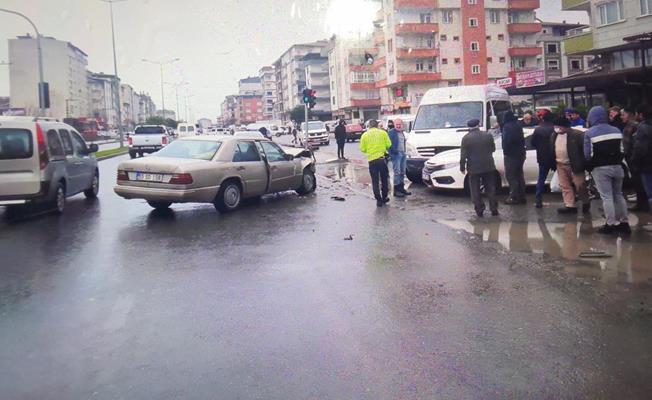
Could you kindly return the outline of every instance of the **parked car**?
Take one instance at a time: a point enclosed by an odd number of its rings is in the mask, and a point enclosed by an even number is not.
[[[179,125],[177,125],[177,130],[176,130],[176,136],[177,137],[195,136],[197,134],[198,134],[197,130],[195,129],[195,125],[193,125],[193,124],[179,124]]]
[[[170,143],[170,135],[163,125],[140,125],[129,135],[129,156],[142,157],[161,150]]]
[[[537,163],[537,152],[532,147],[532,134],[533,129],[525,130],[525,146],[526,146],[526,159],[523,166],[525,173],[525,183],[529,186],[534,186],[537,183],[539,176],[539,164]],[[497,169],[497,187],[507,187],[507,179],[505,178],[505,159],[502,150],[502,141],[500,136],[494,137],[496,142],[496,152],[494,153],[494,161],[496,162]],[[426,161],[422,179],[423,182],[431,187],[437,189],[455,189],[455,190],[468,190],[467,175],[460,172],[460,149],[448,150],[435,155]],[[552,178],[552,173],[548,177]]]
[[[310,151],[283,149],[268,139],[204,136],[174,141],[151,157],[122,162],[114,191],[155,209],[172,203],[212,203],[220,212],[245,198],[316,188]]]
[[[364,125],[358,123],[346,124],[346,141],[355,142],[360,140],[362,134],[365,132]]]
[[[326,124],[323,121],[308,121],[301,123],[301,133],[305,135],[308,131],[308,145],[326,145],[331,143],[330,134],[326,130]]]
[[[63,213],[67,197],[97,197],[97,150],[57,120],[0,117],[0,206],[48,203]]]

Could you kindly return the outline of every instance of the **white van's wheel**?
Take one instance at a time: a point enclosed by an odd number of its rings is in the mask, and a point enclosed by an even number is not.
[[[54,207],[54,211],[57,214],[63,214],[63,211],[66,208],[66,187],[62,182],[59,182],[54,194]]]
[[[84,196],[89,199],[97,198],[97,194],[100,192],[100,176],[97,171],[93,174],[93,182],[91,182],[91,187],[84,190]]]

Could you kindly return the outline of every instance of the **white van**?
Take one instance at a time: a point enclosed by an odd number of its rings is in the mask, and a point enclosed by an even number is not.
[[[177,137],[195,136],[197,129],[194,124],[179,124],[177,125]]]
[[[512,105],[505,89],[496,85],[453,86],[430,89],[417,111],[407,135],[407,177],[421,182],[423,165],[435,154],[457,149],[468,132],[467,122],[480,120],[489,130]]]
[[[380,121],[381,128],[386,130],[389,121],[393,121],[395,119],[400,119],[403,121],[403,130],[405,132],[410,132],[414,126],[414,120],[416,119],[416,116],[413,114],[384,115]]]

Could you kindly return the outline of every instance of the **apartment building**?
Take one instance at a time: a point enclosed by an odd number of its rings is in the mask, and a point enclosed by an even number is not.
[[[306,61],[304,57],[310,53],[327,56],[328,41],[295,44],[287,49],[274,62],[276,72],[276,103],[274,104],[274,119],[287,121],[290,111],[303,105],[302,92],[306,88]],[[327,59],[323,62],[327,64]],[[319,93],[317,94],[319,96]]]
[[[115,75],[88,73],[90,117],[101,120],[110,128],[118,126],[114,84]]]
[[[310,53],[302,59],[306,66],[306,87],[317,94],[315,106],[310,110],[311,119],[327,121],[332,119],[331,89],[328,80],[328,56],[325,52]]]
[[[265,66],[258,72],[262,86],[263,119],[274,119],[274,103],[276,102],[276,73],[274,67]]]
[[[136,125],[134,118],[134,88],[129,84],[120,84],[120,113],[122,114],[122,124],[127,128],[133,128]]]
[[[621,105],[649,101],[652,0],[562,0],[562,9],[586,11],[590,18],[590,25],[567,32],[563,41],[569,57],[596,57],[587,90]]]
[[[384,113],[416,112],[430,88],[537,68],[539,0],[385,0],[374,64]]]
[[[259,95],[238,95],[235,96],[235,124],[247,125],[263,118],[263,98]]]
[[[545,71],[546,82],[554,81],[584,71],[591,64],[593,56],[568,55],[564,39],[569,34],[584,28],[582,24],[566,22],[542,22],[537,42],[541,46],[541,57],[537,67]]]
[[[145,123],[149,117],[156,115],[156,104],[152,97],[147,93],[138,93],[138,113],[137,121],[139,124]]]
[[[226,96],[222,102],[220,121],[223,126],[230,126],[236,122],[236,109],[238,108],[237,96]]]
[[[380,40],[378,45],[382,45]],[[333,117],[357,122],[380,116],[381,95],[380,89],[376,87],[378,74],[376,67],[371,64],[380,50],[374,46],[373,39],[335,37],[331,40],[328,70]]]
[[[70,42],[41,37],[44,80],[50,85],[48,116],[89,117],[88,55]],[[12,108],[28,115],[39,109],[36,39],[30,35],[9,39],[9,85]]]
[[[262,96],[263,86],[260,77],[249,76],[238,81],[238,94],[239,95],[252,95]]]

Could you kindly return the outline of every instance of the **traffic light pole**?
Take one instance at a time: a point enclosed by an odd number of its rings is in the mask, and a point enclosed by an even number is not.
[[[306,131],[303,133],[304,136],[303,147],[307,150],[308,149],[308,104],[304,104],[303,108],[305,109],[305,118],[303,120],[306,123]]]

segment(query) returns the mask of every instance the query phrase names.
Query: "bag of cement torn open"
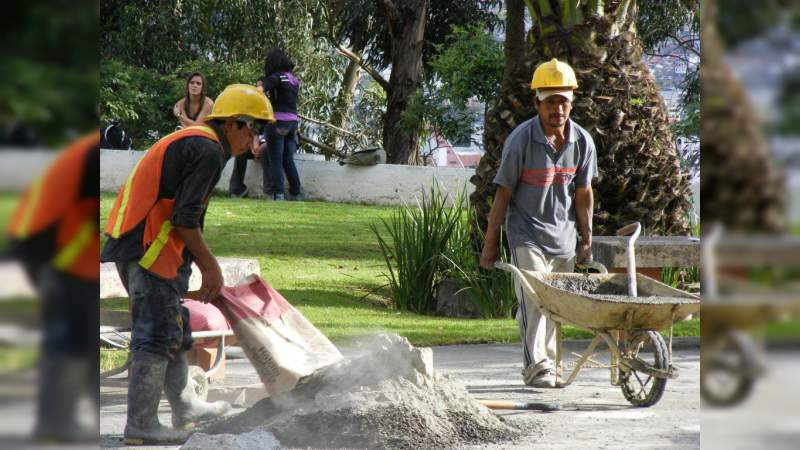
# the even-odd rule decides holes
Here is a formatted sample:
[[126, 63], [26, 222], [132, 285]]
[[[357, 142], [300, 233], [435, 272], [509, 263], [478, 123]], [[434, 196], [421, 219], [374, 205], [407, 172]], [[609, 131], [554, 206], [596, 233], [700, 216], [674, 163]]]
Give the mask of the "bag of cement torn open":
[[215, 303], [271, 396], [342, 360], [331, 341], [258, 275], [222, 288]]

----

> _Task_
The data should be printed again unchanged; leave its pictures out.

> _Reply_
Could you kindly return the outline of every instance of the **parked car**?
Take one instance at a time: a point enclosed by an odd number of its rings is in the mask, and a point enclosed by an even number is not.
[[[179,125],[177,125],[177,130],[176,130],[176,136],[177,137],[195,136],[197,134],[198,134],[197,130],[195,129],[195,125],[193,125],[193,124],[179,124]]]
[[[170,143],[170,135],[163,125],[140,125],[129,135],[129,156],[142,157],[161,150]]]
[[[537,163],[537,152],[532,147],[532,134],[533,129],[525,130],[525,146],[526,146],[526,159],[523,166],[525,173],[525,183],[529,186],[534,186],[537,183],[539,176],[539,164]],[[497,169],[497,187],[507,187],[507,179],[505,178],[505,159],[502,150],[502,141],[500,136],[494,137],[496,142],[496,152],[494,153],[494,161],[496,162]],[[426,161],[422,179],[423,182],[431,187],[437,189],[455,189],[455,190],[468,190],[467,175],[460,172],[460,149],[448,150],[435,155]],[[552,178],[552,173],[548,177]]]
[[[310,151],[283,149],[268,139],[204,136],[174,141],[151,157],[122,162],[114,191],[155,209],[172,203],[212,203],[220,212],[245,198],[316,188]]]
[[[364,125],[358,123],[346,124],[346,141],[355,142],[360,140],[362,134],[365,132]]]
[[[326,124],[323,121],[308,121],[301,123],[301,133],[305,135],[308,131],[308,145],[326,145],[331,143],[330,134],[326,130]]]
[[[63,213],[67,197],[97,197],[97,150],[57,120],[0,117],[0,206],[48,203]]]

Could you kindly return the outline of every instance of the **white van's wheel**?
Take one instance at a time: a point enclosed by an odd number of its rings is in the mask, and a point enclosed by an even number is not.
[[[54,207],[54,211],[57,214],[63,214],[63,211],[66,208],[66,187],[62,182],[59,182],[54,194]]]
[[[84,196],[89,199],[97,198],[97,194],[100,192],[100,176],[97,171],[93,174],[93,182],[91,182],[91,187],[84,190]]]

Could you kindly return the outline of every instance of the **white van**?
Take one instance at a time: a point enclosed by an odd number of its rings is in the mask, and a point enclosed by an even number is not.
[[[177,137],[195,136],[197,129],[194,124],[179,124],[177,125]]]
[[[512,105],[505,89],[496,85],[453,86],[430,89],[417,111],[407,135],[407,177],[421,182],[423,165],[435,154],[457,149],[468,132],[467,122],[480,120],[489,130]]]
[[[380,121],[381,128],[386,130],[389,121],[393,121],[395,119],[400,119],[403,121],[403,130],[405,132],[410,132],[414,126],[414,120],[416,119],[416,116],[413,114],[384,115]]]

Could you kindly return the outline of every instance of the **apartment building**?
Take one instance at a time: a point enclosed by an odd number of its rings is in the mask, and a point enclosed by an even number is not.
[[[306,61],[304,57],[310,53],[327,56],[328,41],[295,44],[287,49],[274,62],[276,72],[276,103],[274,104],[274,119],[287,121],[290,111],[303,105],[302,92],[306,88]],[[327,59],[323,62],[327,64]],[[319,93],[317,94],[319,96]]]
[[[115,75],[88,73],[90,117],[101,120],[110,128],[118,126],[114,84]]]
[[[310,53],[302,59],[306,66],[306,87],[317,94],[315,106],[310,110],[311,119],[327,121],[332,119],[331,89],[328,80],[328,56],[325,52]]]
[[[265,66],[258,72],[262,86],[263,119],[274,119],[274,103],[276,102],[276,73],[274,67]]]
[[[136,125],[134,118],[134,88],[129,84],[120,84],[120,113],[122,114],[122,124],[127,128],[133,128]]]
[[[621,105],[649,101],[652,0],[562,0],[562,9],[586,11],[590,18],[590,25],[567,32],[563,41],[569,57],[596,57],[587,90]]]
[[[384,113],[416,112],[430,88],[537,68],[539,0],[385,0],[374,64]]]
[[[259,95],[238,95],[235,96],[235,124],[247,125],[263,118],[263,98]]]
[[[545,71],[546,82],[554,81],[584,71],[591,64],[593,56],[568,55],[564,39],[569,34],[584,28],[582,24],[566,22],[542,22],[537,42],[541,46],[541,57],[537,67]]]
[[[145,123],[149,117],[156,115],[156,104],[152,97],[147,93],[138,93],[138,113],[137,121],[139,124]]]
[[[226,96],[222,102],[220,121],[223,126],[230,126],[236,122],[236,109],[238,108],[237,96]]]
[[[380,40],[378,45],[382,45]],[[333,117],[357,122],[380,116],[381,95],[380,89],[376,87],[378,74],[376,67],[371,64],[380,50],[374,46],[373,39],[335,37],[331,40],[328,70]]]
[[[70,42],[41,37],[44,80],[50,85],[48,116],[89,117],[88,55]],[[12,108],[28,115],[39,109],[36,39],[30,35],[9,39],[9,85]]]
[[[262,96],[263,86],[260,77],[249,76],[238,81],[238,94],[239,95],[252,95]]]

Could you kindly return the outline of every instance of the **traffic light pole**?
Take one instance at a time: a point enclosed by an odd number of its rings is in the mask, and a point enclosed by an even number is not.
[[[306,131],[303,133],[304,136],[303,147],[307,150],[308,149],[308,104],[304,104],[303,108],[305,109],[305,118],[303,120],[306,123]]]

segment(query) returns the mask of every instance the query phrase names.
Query: "bag of cement torn open"
# the even-odd rule decides holes
Here is a formatted sample:
[[126, 63], [26, 222], [132, 285]]
[[[357, 142], [300, 233], [435, 272], [509, 263], [478, 123]], [[434, 196], [421, 219], [374, 205], [407, 172]], [[609, 131], [554, 206], [596, 233], [700, 216], [674, 163]]]
Give the mask of the "bag of cement torn open":
[[215, 303], [271, 396], [342, 360], [331, 341], [258, 275], [222, 288]]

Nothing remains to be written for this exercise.